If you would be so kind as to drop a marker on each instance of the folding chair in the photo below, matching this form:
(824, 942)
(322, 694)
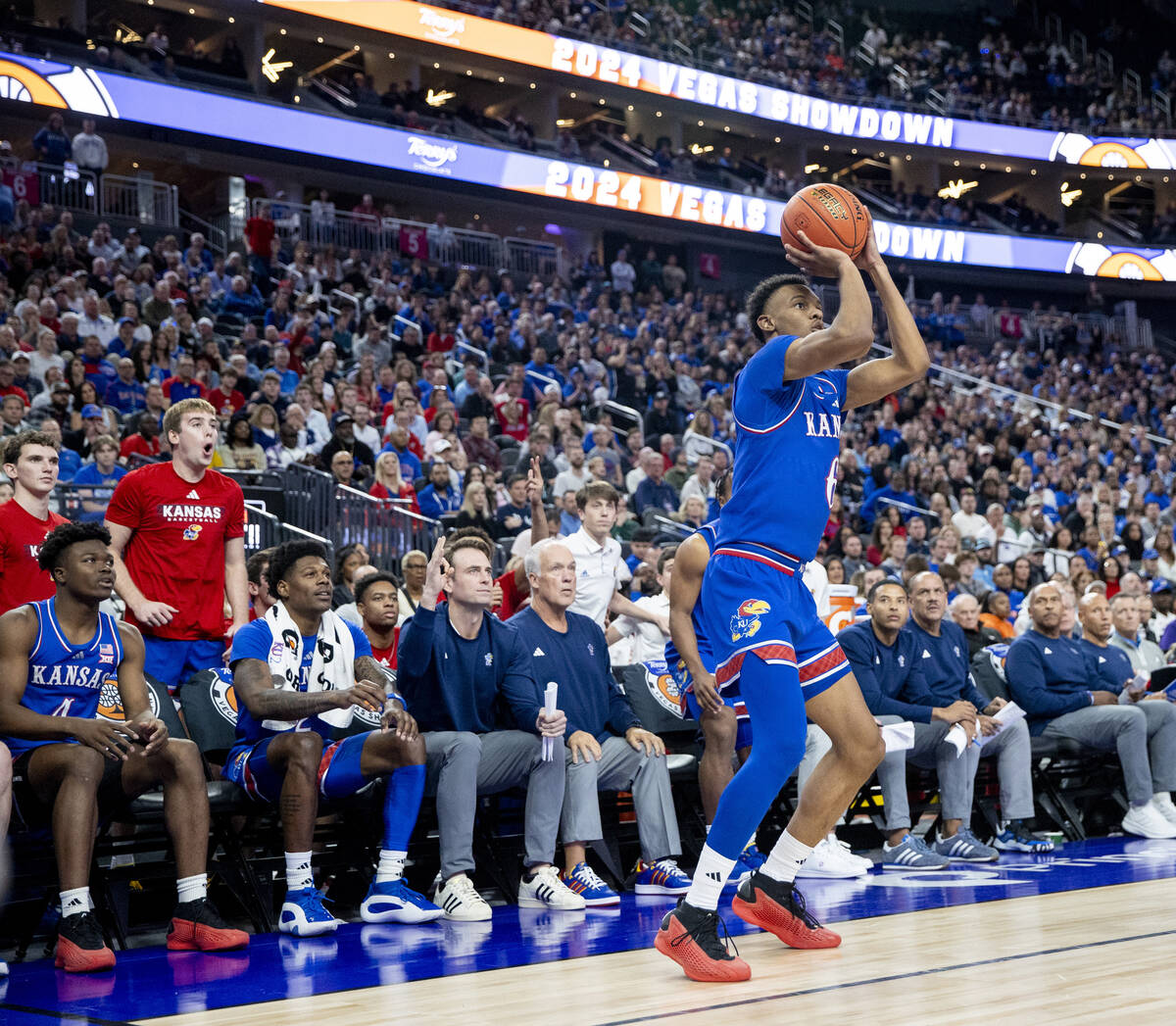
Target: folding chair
(1068, 778)
(150, 838)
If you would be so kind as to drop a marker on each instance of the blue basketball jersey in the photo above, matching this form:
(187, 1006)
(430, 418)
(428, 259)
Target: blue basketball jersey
(66, 679)
(787, 449)
(710, 533)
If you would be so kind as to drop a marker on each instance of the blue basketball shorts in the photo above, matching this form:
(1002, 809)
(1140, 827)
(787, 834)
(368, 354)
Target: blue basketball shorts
(248, 767)
(754, 602)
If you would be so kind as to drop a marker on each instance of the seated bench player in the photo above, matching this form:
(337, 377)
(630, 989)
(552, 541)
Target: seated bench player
(71, 767)
(377, 605)
(607, 748)
(942, 653)
(292, 669)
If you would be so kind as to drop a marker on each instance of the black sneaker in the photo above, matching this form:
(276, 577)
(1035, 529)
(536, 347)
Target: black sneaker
(779, 907)
(689, 937)
(81, 948)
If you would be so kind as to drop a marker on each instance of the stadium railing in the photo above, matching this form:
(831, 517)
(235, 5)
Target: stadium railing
(138, 200)
(374, 235)
(387, 527)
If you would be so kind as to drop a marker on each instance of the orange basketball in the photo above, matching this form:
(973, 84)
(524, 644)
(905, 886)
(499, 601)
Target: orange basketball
(830, 216)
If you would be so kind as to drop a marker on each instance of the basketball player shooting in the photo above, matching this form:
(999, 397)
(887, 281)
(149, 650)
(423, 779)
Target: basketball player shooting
(788, 405)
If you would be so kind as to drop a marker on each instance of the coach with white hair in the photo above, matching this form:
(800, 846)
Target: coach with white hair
(607, 748)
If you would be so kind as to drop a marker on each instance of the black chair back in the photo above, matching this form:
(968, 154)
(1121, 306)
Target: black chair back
(210, 708)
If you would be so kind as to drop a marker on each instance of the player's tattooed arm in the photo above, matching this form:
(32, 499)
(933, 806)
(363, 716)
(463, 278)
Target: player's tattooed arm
(368, 668)
(260, 692)
(908, 363)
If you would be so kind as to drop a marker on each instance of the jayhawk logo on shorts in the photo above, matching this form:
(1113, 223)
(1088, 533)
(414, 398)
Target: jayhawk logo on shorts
(746, 621)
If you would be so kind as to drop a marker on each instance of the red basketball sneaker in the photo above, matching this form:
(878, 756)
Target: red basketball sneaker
(80, 945)
(198, 926)
(689, 937)
(780, 908)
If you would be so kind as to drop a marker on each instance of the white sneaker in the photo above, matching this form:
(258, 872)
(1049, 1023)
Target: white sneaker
(829, 861)
(1147, 821)
(546, 890)
(1162, 803)
(459, 899)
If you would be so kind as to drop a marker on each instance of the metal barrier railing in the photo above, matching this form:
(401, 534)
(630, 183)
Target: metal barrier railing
(373, 235)
(69, 188)
(529, 257)
(140, 199)
(263, 529)
(386, 526)
(310, 496)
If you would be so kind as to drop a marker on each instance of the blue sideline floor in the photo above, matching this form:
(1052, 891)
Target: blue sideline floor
(152, 981)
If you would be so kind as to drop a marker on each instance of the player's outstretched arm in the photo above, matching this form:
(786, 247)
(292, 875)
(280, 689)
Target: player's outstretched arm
(876, 379)
(254, 686)
(852, 332)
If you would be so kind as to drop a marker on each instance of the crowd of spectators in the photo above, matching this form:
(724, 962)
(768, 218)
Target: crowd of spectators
(1005, 72)
(100, 334)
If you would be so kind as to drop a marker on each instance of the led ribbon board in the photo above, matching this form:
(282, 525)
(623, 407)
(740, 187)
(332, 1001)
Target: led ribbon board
(297, 130)
(587, 60)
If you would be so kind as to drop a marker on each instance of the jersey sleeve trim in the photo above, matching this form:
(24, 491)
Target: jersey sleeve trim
(779, 423)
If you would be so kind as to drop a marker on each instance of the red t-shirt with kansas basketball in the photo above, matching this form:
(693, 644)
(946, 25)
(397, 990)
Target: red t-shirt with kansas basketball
(22, 535)
(176, 550)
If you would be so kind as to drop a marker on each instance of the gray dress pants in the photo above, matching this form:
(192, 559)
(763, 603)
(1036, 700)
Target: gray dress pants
(462, 765)
(1144, 734)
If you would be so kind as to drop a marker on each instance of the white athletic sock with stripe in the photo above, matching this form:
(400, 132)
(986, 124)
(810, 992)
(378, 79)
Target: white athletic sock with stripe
(391, 866)
(192, 889)
(298, 871)
(710, 878)
(786, 857)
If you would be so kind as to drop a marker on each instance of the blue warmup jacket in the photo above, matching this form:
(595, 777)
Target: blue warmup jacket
(577, 661)
(456, 685)
(1048, 678)
(945, 662)
(889, 675)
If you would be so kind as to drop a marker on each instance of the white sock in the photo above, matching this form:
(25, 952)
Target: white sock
(710, 878)
(298, 871)
(75, 901)
(786, 857)
(192, 889)
(391, 867)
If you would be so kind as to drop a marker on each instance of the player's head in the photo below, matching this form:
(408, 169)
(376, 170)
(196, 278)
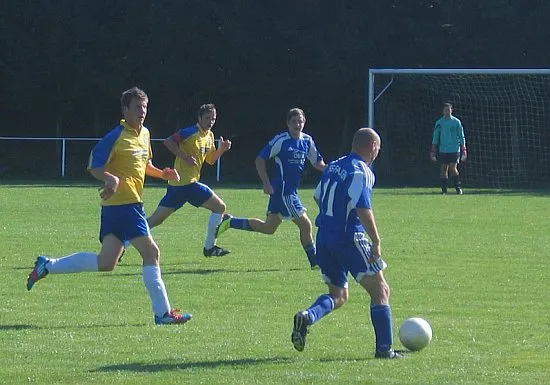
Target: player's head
(447, 109)
(295, 121)
(366, 143)
(207, 116)
(134, 106)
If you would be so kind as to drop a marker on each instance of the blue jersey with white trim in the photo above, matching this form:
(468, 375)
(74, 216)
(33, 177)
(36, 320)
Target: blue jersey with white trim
(346, 185)
(290, 156)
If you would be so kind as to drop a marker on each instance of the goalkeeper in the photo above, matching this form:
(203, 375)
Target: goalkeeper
(448, 146)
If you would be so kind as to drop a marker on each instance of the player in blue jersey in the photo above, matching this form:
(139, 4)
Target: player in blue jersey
(121, 160)
(344, 199)
(290, 151)
(448, 146)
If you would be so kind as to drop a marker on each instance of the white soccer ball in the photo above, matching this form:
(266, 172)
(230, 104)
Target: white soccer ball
(415, 333)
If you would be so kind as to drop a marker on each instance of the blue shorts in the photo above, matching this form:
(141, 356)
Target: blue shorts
(195, 193)
(287, 206)
(336, 260)
(125, 222)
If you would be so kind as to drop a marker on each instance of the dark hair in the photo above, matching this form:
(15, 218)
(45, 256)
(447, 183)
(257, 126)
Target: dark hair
(210, 107)
(132, 93)
(294, 112)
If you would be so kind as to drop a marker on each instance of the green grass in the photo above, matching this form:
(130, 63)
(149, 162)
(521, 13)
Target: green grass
(475, 266)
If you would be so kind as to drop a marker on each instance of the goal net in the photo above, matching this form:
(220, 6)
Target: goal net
(505, 114)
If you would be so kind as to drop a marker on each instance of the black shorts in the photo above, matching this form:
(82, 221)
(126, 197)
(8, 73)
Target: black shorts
(448, 157)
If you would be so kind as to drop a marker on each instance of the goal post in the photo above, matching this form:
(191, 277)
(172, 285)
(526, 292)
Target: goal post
(505, 114)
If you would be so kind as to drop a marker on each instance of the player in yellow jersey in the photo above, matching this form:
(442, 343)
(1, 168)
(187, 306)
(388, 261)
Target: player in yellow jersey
(121, 160)
(193, 146)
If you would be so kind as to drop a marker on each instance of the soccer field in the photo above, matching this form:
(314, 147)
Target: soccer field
(475, 266)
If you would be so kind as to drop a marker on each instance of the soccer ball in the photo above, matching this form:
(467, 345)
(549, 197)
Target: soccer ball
(415, 333)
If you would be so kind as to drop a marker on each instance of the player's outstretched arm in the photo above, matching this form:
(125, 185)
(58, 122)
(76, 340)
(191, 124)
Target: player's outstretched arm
(366, 216)
(225, 145)
(320, 166)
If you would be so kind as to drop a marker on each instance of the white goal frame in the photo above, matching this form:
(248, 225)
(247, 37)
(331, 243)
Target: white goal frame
(438, 71)
(491, 167)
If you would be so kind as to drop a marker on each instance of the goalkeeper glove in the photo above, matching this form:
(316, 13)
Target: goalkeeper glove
(464, 154)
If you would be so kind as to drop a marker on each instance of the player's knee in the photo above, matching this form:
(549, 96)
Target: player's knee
(154, 221)
(384, 296)
(341, 300)
(106, 266)
(221, 207)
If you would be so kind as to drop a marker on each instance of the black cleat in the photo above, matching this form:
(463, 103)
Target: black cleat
(215, 251)
(300, 330)
(389, 354)
(224, 224)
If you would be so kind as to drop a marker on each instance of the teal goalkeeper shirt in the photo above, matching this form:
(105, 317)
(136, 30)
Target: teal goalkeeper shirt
(448, 135)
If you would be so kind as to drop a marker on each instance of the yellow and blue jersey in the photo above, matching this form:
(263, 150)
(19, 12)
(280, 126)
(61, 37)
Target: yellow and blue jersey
(196, 142)
(448, 135)
(124, 152)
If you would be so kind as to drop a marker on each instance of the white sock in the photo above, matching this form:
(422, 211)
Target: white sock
(74, 263)
(157, 291)
(213, 222)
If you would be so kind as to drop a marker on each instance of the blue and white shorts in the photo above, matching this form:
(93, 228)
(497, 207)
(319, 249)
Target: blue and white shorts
(287, 206)
(195, 193)
(125, 222)
(338, 259)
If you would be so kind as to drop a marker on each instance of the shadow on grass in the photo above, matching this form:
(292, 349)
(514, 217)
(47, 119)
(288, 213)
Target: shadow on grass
(206, 272)
(161, 367)
(68, 327)
(473, 191)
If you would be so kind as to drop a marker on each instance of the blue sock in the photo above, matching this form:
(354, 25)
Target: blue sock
(240, 224)
(311, 253)
(382, 322)
(320, 308)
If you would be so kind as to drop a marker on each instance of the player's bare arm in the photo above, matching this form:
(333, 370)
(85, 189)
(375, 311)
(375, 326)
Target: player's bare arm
(320, 166)
(174, 148)
(225, 145)
(110, 181)
(366, 216)
(166, 173)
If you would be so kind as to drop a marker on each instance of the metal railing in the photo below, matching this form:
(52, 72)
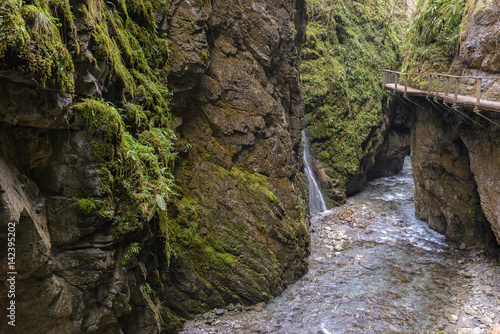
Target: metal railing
(439, 85)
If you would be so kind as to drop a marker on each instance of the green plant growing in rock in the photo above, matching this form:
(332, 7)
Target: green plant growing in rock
(347, 45)
(86, 206)
(31, 42)
(132, 251)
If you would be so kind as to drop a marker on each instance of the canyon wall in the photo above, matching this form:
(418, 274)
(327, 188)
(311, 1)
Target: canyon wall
(150, 160)
(454, 151)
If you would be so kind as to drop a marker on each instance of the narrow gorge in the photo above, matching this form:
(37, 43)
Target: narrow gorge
(207, 166)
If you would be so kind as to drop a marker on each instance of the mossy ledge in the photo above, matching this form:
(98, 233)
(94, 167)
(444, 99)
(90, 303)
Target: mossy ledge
(153, 203)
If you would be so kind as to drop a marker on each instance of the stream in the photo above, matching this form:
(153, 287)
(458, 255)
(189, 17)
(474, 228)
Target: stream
(376, 268)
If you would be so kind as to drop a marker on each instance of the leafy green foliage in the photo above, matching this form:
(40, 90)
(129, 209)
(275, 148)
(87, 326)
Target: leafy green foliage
(433, 36)
(347, 45)
(132, 251)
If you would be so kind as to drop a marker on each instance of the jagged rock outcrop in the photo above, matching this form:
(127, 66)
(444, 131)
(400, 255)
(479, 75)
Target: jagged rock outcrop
(395, 135)
(453, 152)
(102, 248)
(446, 193)
(452, 193)
(242, 117)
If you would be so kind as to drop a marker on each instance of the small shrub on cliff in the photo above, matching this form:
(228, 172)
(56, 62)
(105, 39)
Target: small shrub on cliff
(433, 36)
(347, 45)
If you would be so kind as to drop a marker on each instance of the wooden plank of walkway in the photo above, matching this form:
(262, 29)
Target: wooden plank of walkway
(461, 99)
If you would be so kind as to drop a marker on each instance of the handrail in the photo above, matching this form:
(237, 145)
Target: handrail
(389, 76)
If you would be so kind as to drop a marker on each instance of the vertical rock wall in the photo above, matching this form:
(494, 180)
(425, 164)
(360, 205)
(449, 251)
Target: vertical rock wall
(455, 182)
(237, 226)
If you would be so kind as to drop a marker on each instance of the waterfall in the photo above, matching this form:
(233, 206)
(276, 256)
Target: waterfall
(316, 201)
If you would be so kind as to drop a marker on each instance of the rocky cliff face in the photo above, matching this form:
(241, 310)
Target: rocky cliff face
(348, 43)
(447, 186)
(113, 233)
(454, 160)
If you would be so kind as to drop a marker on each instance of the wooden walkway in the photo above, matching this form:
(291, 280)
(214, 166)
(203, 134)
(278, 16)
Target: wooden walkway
(439, 89)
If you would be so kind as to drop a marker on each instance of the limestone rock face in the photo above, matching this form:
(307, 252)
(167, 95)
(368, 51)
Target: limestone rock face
(396, 141)
(454, 172)
(238, 222)
(480, 45)
(485, 165)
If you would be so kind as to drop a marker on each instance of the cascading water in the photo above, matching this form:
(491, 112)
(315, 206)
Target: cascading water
(374, 268)
(316, 201)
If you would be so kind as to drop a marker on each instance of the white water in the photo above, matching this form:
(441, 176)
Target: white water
(316, 201)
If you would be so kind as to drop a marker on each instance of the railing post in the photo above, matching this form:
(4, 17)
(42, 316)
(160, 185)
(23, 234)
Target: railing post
(406, 84)
(479, 82)
(437, 88)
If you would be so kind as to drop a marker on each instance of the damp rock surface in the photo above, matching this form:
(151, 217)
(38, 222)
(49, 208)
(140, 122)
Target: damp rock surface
(376, 268)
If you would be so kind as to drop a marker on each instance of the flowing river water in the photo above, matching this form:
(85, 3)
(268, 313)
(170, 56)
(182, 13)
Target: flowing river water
(376, 268)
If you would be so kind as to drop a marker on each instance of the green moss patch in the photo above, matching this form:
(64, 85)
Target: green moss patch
(348, 43)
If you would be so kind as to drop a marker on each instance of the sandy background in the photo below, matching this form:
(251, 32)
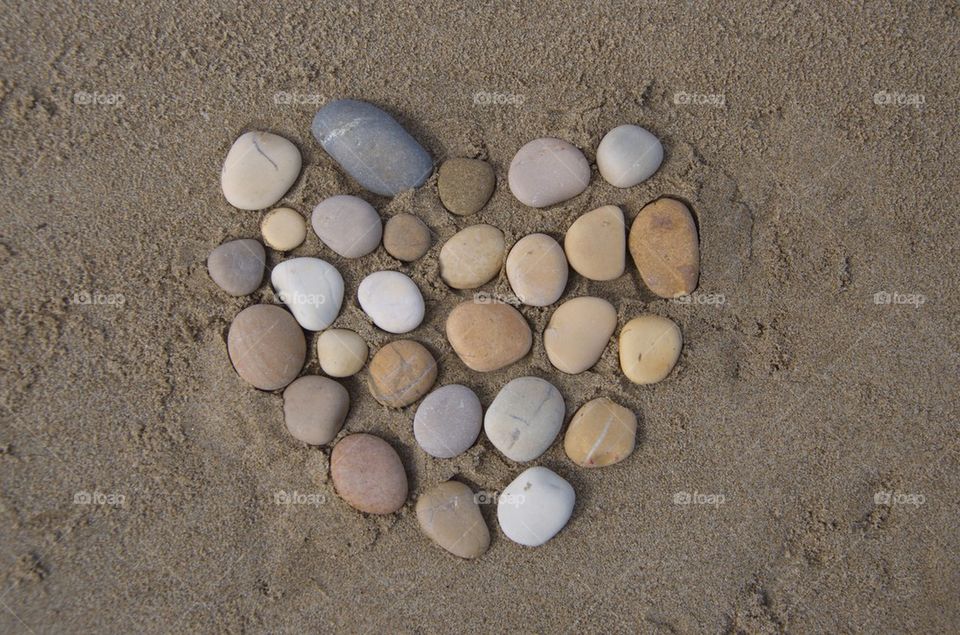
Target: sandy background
(798, 399)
■ ■ ■
**Exercise brief:** The required output is the lines from the one containing "the white water" through the end of the records above, reproduced exactly, with no pictures.

**Output:**
If you would be so kind as to drop a marker on each instance of the white water in the photo above, matching this form:
(441, 176)
Target: white water
(316, 201)
If you would be so kind as to drop a marker on each instance of the railing post in the photo above, matching this form:
(4, 17)
(42, 316)
(160, 185)
(23, 234)
Target: railing post
(406, 84)
(479, 82)
(437, 88)
If you would be so kind as to drop a marker on each instance of the damp rock surface in the photo above, matching this form:
(151, 217)
(38, 222)
(49, 208)
(140, 122)
Target: damp rock surface
(376, 268)
If you would be so kind as to drop a marker on each instance of the flowing river water in the photo above, matching this form:
(85, 3)
(268, 313)
(170, 56)
(182, 13)
Target: flowing river water
(376, 268)
If you would be so kind as to drop a marker on each instance of the green moss patch in the photo above, matching this form:
(64, 85)
Target: green moss patch
(348, 43)
If you would be so kind as to drop a marker on each instance of the sandy background in the photo below, matching this form:
(251, 32)
Target: sandy background
(798, 399)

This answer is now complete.